- RECORD EXCERPTS:
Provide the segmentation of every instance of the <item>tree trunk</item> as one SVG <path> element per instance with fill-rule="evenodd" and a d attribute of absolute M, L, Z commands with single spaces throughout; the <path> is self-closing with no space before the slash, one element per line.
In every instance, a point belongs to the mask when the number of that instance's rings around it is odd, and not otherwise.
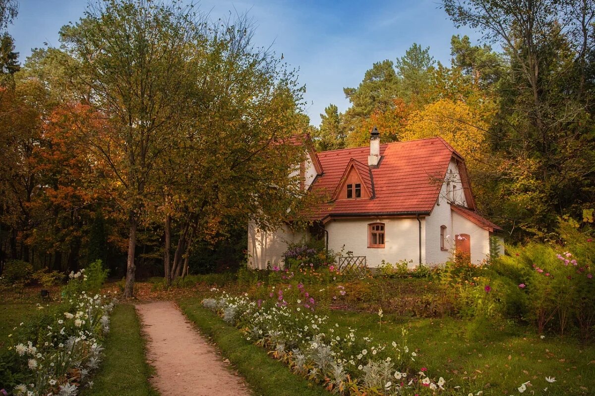
<path fill-rule="evenodd" d="M 188 234 L 189 226 L 189 223 L 186 223 L 184 227 L 184 231 L 182 232 L 182 235 L 180 236 L 180 239 L 178 240 L 178 246 L 176 247 L 176 253 L 174 254 L 174 264 L 171 268 L 171 273 L 170 273 L 171 280 L 174 280 L 177 277 L 180 272 L 179 270 L 181 269 L 182 255 L 186 250 L 186 235 Z"/>
<path fill-rule="evenodd" d="M 171 216 L 168 214 L 165 216 L 165 252 L 163 258 L 164 277 L 165 281 L 168 284 L 171 282 L 171 278 L 170 275 L 170 268 L 171 268 Z"/>
<path fill-rule="evenodd" d="M 134 272 L 136 267 L 134 265 L 134 249 L 136 248 L 136 228 L 137 221 L 134 211 L 130 211 L 129 215 L 129 222 L 130 226 L 130 235 L 128 239 L 128 262 L 126 265 L 126 284 L 124 287 L 124 298 L 130 298 L 133 296 L 133 287 L 134 285 Z"/>

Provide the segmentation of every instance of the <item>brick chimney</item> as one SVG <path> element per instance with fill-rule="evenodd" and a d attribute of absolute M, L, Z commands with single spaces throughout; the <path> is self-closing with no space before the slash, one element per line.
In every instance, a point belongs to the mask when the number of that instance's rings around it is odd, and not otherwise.
<path fill-rule="evenodd" d="M 370 155 L 368 156 L 368 166 L 377 166 L 380 160 L 380 132 L 374 126 L 370 134 Z"/>

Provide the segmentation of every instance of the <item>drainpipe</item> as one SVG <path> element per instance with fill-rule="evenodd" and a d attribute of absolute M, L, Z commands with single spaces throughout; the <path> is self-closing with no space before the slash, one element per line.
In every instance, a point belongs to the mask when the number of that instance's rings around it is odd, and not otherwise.
<path fill-rule="evenodd" d="M 419 213 L 416 213 L 415 217 L 417 218 L 417 222 L 419 224 L 419 265 L 421 265 L 421 219 L 419 218 Z"/>
<path fill-rule="evenodd" d="M 322 231 L 324 232 L 324 234 L 325 234 L 325 235 L 324 235 L 324 239 L 325 239 L 325 244 L 324 244 L 324 246 L 326 248 L 327 252 L 328 252 L 328 232 L 327 230 L 327 229 L 325 228 L 324 228 L 322 226 L 321 226 L 320 223 L 318 223 L 317 225 L 318 226 L 318 228 L 320 228 L 321 230 L 322 230 Z"/>

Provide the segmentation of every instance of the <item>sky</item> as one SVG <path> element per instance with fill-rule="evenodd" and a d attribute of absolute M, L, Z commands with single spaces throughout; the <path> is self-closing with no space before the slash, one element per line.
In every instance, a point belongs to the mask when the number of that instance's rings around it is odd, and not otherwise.
<path fill-rule="evenodd" d="M 8 32 L 19 59 L 31 49 L 59 46 L 60 27 L 81 18 L 87 0 L 20 0 L 18 15 Z M 450 64 L 450 37 L 479 34 L 457 29 L 438 0 L 367 1 L 344 0 L 202 0 L 200 9 L 212 19 L 230 12 L 248 13 L 254 22 L 254 42 L 271 48 L 299 69 L 306 85 L 304 106 L 311 123 L 318 126 L 329 104 L 340 112 L 349 107 L 343 88 L 357 87 L 372 64 L 394 61 L 414 43 L 430 47 L 430 54 Z"/>

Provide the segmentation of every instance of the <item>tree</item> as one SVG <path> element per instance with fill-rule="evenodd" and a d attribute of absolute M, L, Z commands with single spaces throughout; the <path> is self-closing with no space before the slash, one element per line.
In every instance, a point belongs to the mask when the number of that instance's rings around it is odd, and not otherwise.
<path fill-rule="evenodd" d="M 440 99 L 414 112 L 400 138 L 442 137 L 463 156 L 472 172 L 489 149 L 486 132 L 493 110 L 487 106 L 474 108 L 462 102 Z"/>
<path fill-rule="evenodd" d="M 18 52 L 14 52 L 14 42 L 8 33 L 0 37 L 0 74 L 18 71 Z"/>
<path fill-rule="evenodd" d="M 491 128 L 502 157 L 503 220 L 544 237 L 559 216 L 595 201 L 593 75 L 595 7 L 583 0 L 445 0 L 457 26 L 477 28 L 503 48 L 506 72 Z"/>
<path fill-rule="evenodd" d="M 192 104 L 186 66 L 204 48 L 203 26 L 191 8 L 149 0 L 111 0 L 62 28 L 62 42 L 78 62 L 80 89 L 105 127 L 85 137 L 90 152 L 111 169 L 106 182 L 127 213 L 129 248 L 124 297 L 133 295 L 137 232 L 159 186 L 157 159 L 169 148 Z"/>
<path fill-rule="evenodd" d="M 428 103 L 435 63 L 430 55 L 430 47 L 422 48 L 414 43 L 395 64 L 400 81 L 399 97 L 408 103 Z"/>
<path fill-rule="evenodd" d="M 0 0 L 0 33 L 12 23 L 18 14 L 18 2 L 16 0 Z"/>
<path fill-rule="evenodd" d="M 339 117 L 339 108 L 329 104 L 320 115 L 321 120 L 316 140 L 317 150 L 324 151 L 345 147 L 345 134 Z"/>

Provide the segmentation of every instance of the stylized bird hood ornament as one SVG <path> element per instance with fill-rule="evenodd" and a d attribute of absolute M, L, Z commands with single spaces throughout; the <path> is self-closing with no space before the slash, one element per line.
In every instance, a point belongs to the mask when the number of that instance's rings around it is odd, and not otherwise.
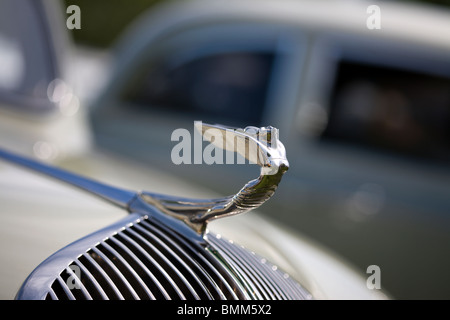
<path fill-rule="evenodd" d="M 79 187 L 129 212 L 151 216 L 172 229 L 201 241 L 208 222 L 258 208 L 272 197 L 283 174 L 288 170 L 289 163 L 276 128 L 239 129 L 201 122 L 196 123 L 196 128 L 215 146 L 236 152 L 259 165 L 259 177 L 249 181 L 231 196 L 191 199 L 116 188 L 1 149 L 0 158 Z M 222 139 L 217 139 L 218 136 Z"/>

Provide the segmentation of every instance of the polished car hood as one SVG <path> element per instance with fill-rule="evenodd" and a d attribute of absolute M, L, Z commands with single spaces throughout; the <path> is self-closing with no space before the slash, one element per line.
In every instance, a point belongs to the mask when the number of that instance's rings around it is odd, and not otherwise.
<path fill-rule="evenodd" d="M 111 185 L 189 197 L 215 197 L 208 190 L 138 163 L 89 153 L 57 163 Z M 127 215 L 95 196 L 61 182 L 0 163 L 0 298 L 12 299 L 25 278 L 44 259 L 67 244 Z M 308 239 L 253 211 L 212 222 L 220 233 L 265 256 L 300 281 L 318 299 L 383 298 L 363 277 Z"/>

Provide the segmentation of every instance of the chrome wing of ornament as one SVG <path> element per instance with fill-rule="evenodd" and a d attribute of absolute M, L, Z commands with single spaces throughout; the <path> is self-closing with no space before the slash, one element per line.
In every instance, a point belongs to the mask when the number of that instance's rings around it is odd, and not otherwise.
<path fill-rule="evenodd" d="M 0 158 L 79 187 L 130 212 L 152 217 L 187 236 L 202 239 L 208 222 L 250 211 L 266 202 L 275 193 L 289 163 L 276 128 L 237 129 L 200 122 L 196 123 L 196 129 L 215 146 L 258 164 L 261 167 L 259 177 L 231 196 L 191 199 L 112 187 L 1 149 Z"/>

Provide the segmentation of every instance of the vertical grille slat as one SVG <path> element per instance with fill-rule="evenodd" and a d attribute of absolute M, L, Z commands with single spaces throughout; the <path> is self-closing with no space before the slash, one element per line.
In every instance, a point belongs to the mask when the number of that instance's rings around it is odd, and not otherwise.
<path fill-rule="evenodd" d="M 150 287 L 153 288 L 153 293 L 155 299 L 170 299 L 169 294 L 164 289 L 164 286 L 159 282 L 155 275 L 145 266 L 145 264 L 134 254 L 133 250 L 128 248 L 124 243 L 120 241 L 117 237 L 111 238 L 111 241 L 115 243 L 119 248 L 123 250 L 129 257 L 130 260 L 136 265 L 135 269 L 141 274 L 141 278 L 144 279 L 145 283 L 148 283 Z"/>
<path fill-rule="evenodd" d="M 158 275 L 158 281 L 163 285 L 164 288 L 166 288 L 170 295 L 170 299 L 185 299 L 183 292 L 177 286 L 176 282 L 144 248 L 142 248 L 136 241 L 134 241 L 134 239 L 125 234 L 125 232 L 121 232 L 119 236 L 123 238 L 125 244 L 130 245 L 135 250 L 135 252 L 141 256 L 140 259 L 144 262 L 147 268 L 149 268 L 150 270 L 153 269 L 152 272 L 155 275 Z"/>
<path fill-rule="evenodd" d="M 114 281 L 111 280 L 105 270 L 103 270 L 103 268 L 97 263 L 97 261 L 94 260 L 94 258 L 91 257 L 90 254 L 85 253 L 80 257 L 80 259 L 82 259 L 81 262 L 88 268 L 94 278 L 99 281 L 100 286 L 108 296 L 108 299 L 124 299 L 122 293 L 120 293 L 120 290 L 114 284 Z"/>
<path fill-rule="evenodd" d="M 147 287 L 145 282 L 141 279 L 141 277 L 137 274 L 135 269 L 132 268 L 132 266 L 122 257 L 119 252 L 117 252 L 112 246 L 108 244 L 108 241 L 111 241 L 111 239 L 105 241 L 102 246 L 118 260 L 117 262 L 114 262 L 114 264 L 116 264 L 117 268 L 120 269 L 120 272 L 125 276 L 125 278 L 128 279 L 130 287 L 136 292 L 136 294 L 139 296 L 139 299 L 154 300 L 155 296 Z M 111 259 L 112 258 L 110 258 L 110 260 Z M 126 275 L 128 275 L 128 277 Z"/>
<path fill-rule="evenodd" d="M 250 270 L 250 272 L 252 273 L 253 277 L 254 277 L 254 281 L 255 284 L 259 284 L 260 286 L 263 287 L 263 290 L 265 292 L 265 295 L 267 296 L 267 299 L 285 299 L 287 298 L 285 296 L 285 294 L 275 288 L 275 286 L 271 285 L 270 283 L 268 283 L 267 276 L 263 276 L 264 274 L 267 274 L 264 270 L 262 270 L 264 268 L 263 265 L 259 264 L 259 263 L 253 263 L 252 265 L 249 265 L 249 261 L 254 261 L 256 260 L 254 256 L 252 256 L 251 253 L 247 252 L 246 250 L 240 250 L 242 248 L 233 246 L 230 244 L 230 242 L 228 241 L 214 241 L 213 242 L 217 245 L 220 246 L 222 248 L 227 248 L 227 252 L 229 252 L 232 256 L 234 256 L 235 258 L 233 259 L 233 261 L 235 261 L 237 264 L 241 264 L 243 265 L 243 268 L 245 270 Z"/>
<path fill-rule="evenodd" d="M 183 270 L 185 270 L 192 276 L 194 281 L 202 287 L 203 291 L 207 295 L 206 298 L 221 300 L 225 299 L 223 292 L 217 289 L 217 284 L 214 279 L 208 272 L 205 272 L 201 264 L 194 259 L 195 257 L 191 257 L 186 254 L 185 250 L 182 250 L 170 237 L 167 237 L 164 233 L 151 224 L 148 224 L 147 228 L 141 225 L 136 225 L 136 228 L 141 230 L 141 232 L 154 235 L 155 240 L 161 247 L 164 247 L 165 251 L 168 253 L 168 256 L 171 256 L 182 265 L 180 271 L 183 272 Z"/>
<path fill-rule="evenodd" d="M 111 261 L 102 250 L 100 250 L 102 245 L 92 248 L 91 255 L 96 255 L 96 259 L 103 262 L 100 262 L 103 270 L 105 270 L 110 278 L 114 279 L 114 282 L 117 284 L 119 291 L 125 299 L 138 300 L 139 296 L 134 291 L 127 278 L 122 274 L 122 272 L 120 272 L 114 262 Z"/>
<path fill-rule="evenodd" d="M 75 265 L 80 268 L 81 273 L 84 275 L 82 277 L 82 282 L 86 288 L 86 290 L 91 295 L 92 299 L 96 300 L 108 300 L 108 296 L 98 283 L 96 277 L 94 277 L 91 272 L 86 268 L 84 264 L 81 263 L 80 260 L 76 260 Z"/>
<path fill-rule="evenodd" d="M 148 217 L 84 250 L 61 268 L 46 300 L 311 298 L 244 247 L 215 235 L 197 243 Z"/>
<path fill-rule="evenodd" d="M 143 220 L 143 226 L 149 228 L 151 226 L 156 227 L 154 223 L 150 222 L 150 219 Z M 191 255 L 198 259 L 199 264 L 202 269 L 204 269 L 206 274 L 209 274 L 215 281 L 216 285 L 224 293 L 225 299 L 243 299 L 245 295 L 241 290 L 234 290 L 235 282 L 231 279 L 230 275 L 223 271 L 223 267 L 219 267 L 219 262 L 212 259 L 205 250 L 199 251 L 198 248 L 194 248 L 193 244 L 185 240 L 182 237 L 174 235 L 172 230 L 164 228 L 164 226 L 159 227 L 160 232 L 166 233 L 167 237 L 170 238 L 181 251 L 186 252 L 187 255 Z"/>

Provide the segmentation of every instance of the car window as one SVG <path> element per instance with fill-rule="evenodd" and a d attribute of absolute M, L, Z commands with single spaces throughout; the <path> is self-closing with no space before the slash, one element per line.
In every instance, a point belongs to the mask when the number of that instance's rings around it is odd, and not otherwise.
<path fill-rule="evenodd" d="M 215 52 L 181 64 L 173 63 L 176 57 L 172 58 L 153 63 L 123 99 L 140 110 L 260 125 L 274 52 Z"/>
<path fill-rule="evenodd" d="M 26 17 L 26 18 L 25 18 Z M 55 78 L 50 39 L 44 13 L 35 1 L 0 2 L 0 99 L 47 97 L 47 86 Z M 13 103 L 14 108 L 39 107 Z"/>
<path fill-rule="evenodd" d="M 324 140 L 450 163 L 450 78 L 341 61 Z"/>

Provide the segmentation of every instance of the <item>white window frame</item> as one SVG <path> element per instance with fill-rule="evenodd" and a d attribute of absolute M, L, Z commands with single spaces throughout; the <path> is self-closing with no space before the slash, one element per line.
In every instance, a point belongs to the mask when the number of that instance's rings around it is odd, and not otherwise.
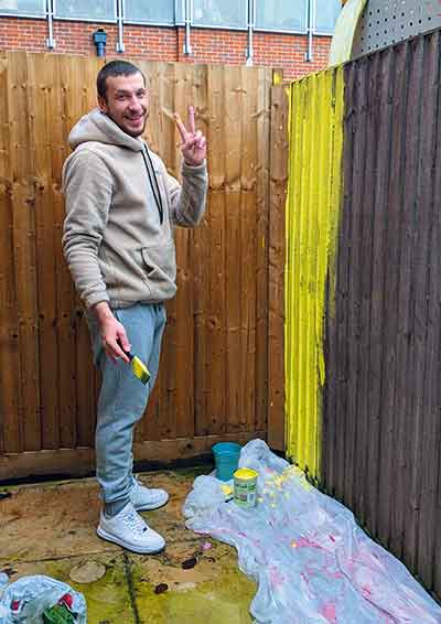
<path fill-rule="evenodd" d="M 125 24 L 133 24 L 133 25 L 148 25 L 148 26 L 169 26 L 174 28 L 176 25 L 181 25 L 178 23 L 176 20 L 176 8 L 178 8 L 179 0 L 174 0 L 173 2 L 173 21 L 172 22 L 152 22 L 149 20 L 131 20 L 130 18 L 126 18 L 126 0 L 122 0 L 122 21 Z M 182 22 L 183 24 L 183 22 Z"/>
<path fill-rule="evenodd" d="M 49 0 L 51 2 L 51 0 Z M 64 18 L 58 15 L 56 12 L 56 2 L 57 0 L 52 0 L 52 10 L 53 10 L 53 20 L 61 21 L 61 22 L 86 22 L 86 23 L 97 23 L 100 24 L 116 24 L 118 21 L 118 2 L 117 0 L 114 1 L 114 12 L 115 18 Z"/>
<path fill-rule="evenodd" d="M 275 32 L 280 34 L 308 34 L 308 15 L 309 15 L 309 2 L 315 2 L 315 0 L 306 0 L 304 3 L 304 30 L 297 30 L 297 29 L 278 29 L 278 28 L 263 28 L 257 25 L 257 7 L 256 1 L 252 0 L 255 3 L 255 25 L 254 30 L 256 32 Z M 293 0 L 291 0 L 293 1 Z"/>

- OBJECTIVE: Reproduce the material from its first line through the line containing "171 216 L 168", swapping "tree trunk" for "tree stem" and keeping everything else unchanged. Leave the pictures out.

- EXERCISE ANSWER:
Provide the segmentation of every instance of the <item>tree stem</item> as one SVG <path> element per instance with fill-rule="evenodd" and a d attribute of absolute M, L, Z commands with single spaces throughout; the <path> is self-closing with no space before the slash, one element per line.
In every instance, a point belongs to the mask when the number of that instance's rings around it is odd, and not otherwise.
<path fill-rule="evenodd" d="M 188 234 L 189 226 L 189 223 L 186 223 L 184 227 L 184 231 L 182 232 L 182 235 L 180 236 L 180 239 L 178 240 L 178 246 L 176 247 L 176 253 L 174 254 L 174 264 L 171 268 L 171 273 L 170 273 L 171 280 L 174 280 L 177 277 L 180 272 L 179 270 L 181 269 L 182 255 L 186 250 L 186 235 Z"/>
<path fill-rule="evenodd" d="M 171 216 L 168 214 L 165 216 L 165 252 L 163 258 L 164 277 L 165 281 L 168 284 L 171 282 L 171 278 L 170 275 L 170 268 L 171 268 Z"/>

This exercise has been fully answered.